### Exercise description
Set down exactly, and only, the lines from the one with "[trace] stone walkway" to the final line of the entries, both included.

### Data
** Start **

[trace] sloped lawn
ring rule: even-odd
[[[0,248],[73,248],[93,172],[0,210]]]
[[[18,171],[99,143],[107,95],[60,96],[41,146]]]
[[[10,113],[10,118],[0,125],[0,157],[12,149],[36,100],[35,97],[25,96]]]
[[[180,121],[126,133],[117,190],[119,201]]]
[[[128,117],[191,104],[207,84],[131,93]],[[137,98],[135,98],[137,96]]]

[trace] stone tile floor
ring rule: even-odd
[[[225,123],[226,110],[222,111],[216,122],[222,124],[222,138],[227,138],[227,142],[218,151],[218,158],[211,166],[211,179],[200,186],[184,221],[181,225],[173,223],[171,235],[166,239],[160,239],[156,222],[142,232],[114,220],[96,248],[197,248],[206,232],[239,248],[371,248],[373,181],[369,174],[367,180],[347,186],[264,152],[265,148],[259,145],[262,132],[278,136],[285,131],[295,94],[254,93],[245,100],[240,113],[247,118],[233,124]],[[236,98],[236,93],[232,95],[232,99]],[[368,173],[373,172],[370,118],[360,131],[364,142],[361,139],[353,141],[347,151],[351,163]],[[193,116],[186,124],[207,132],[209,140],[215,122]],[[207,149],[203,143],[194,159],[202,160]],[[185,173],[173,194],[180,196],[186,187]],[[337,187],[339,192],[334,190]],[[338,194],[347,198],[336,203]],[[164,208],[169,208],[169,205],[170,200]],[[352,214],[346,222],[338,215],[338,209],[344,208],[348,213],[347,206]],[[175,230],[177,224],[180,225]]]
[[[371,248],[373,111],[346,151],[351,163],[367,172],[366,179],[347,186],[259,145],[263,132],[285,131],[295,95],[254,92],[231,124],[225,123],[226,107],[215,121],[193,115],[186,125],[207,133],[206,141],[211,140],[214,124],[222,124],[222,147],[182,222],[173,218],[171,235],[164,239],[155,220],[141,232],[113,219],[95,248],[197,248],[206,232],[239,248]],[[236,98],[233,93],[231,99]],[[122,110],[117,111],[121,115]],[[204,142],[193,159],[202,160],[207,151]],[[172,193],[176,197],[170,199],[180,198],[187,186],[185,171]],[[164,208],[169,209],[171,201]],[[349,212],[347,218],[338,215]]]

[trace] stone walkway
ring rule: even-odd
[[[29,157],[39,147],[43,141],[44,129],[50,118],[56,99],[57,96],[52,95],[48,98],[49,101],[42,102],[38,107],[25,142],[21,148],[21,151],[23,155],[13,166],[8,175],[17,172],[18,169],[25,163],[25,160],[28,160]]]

** End **

### Task solution
[trace] stone walkway
ring rule: even-odd
[[[29,157],[39,147],[43,141],[44,129],[50,118],[56,99],[57,96],[52,95],[48,98],[49,101],[42,102],[38,107],[25,142],[21,148],[21,151],[23,155],[13,166],[8,175],[17,172],[18,169],[25,163],[25,160],[28,160]]]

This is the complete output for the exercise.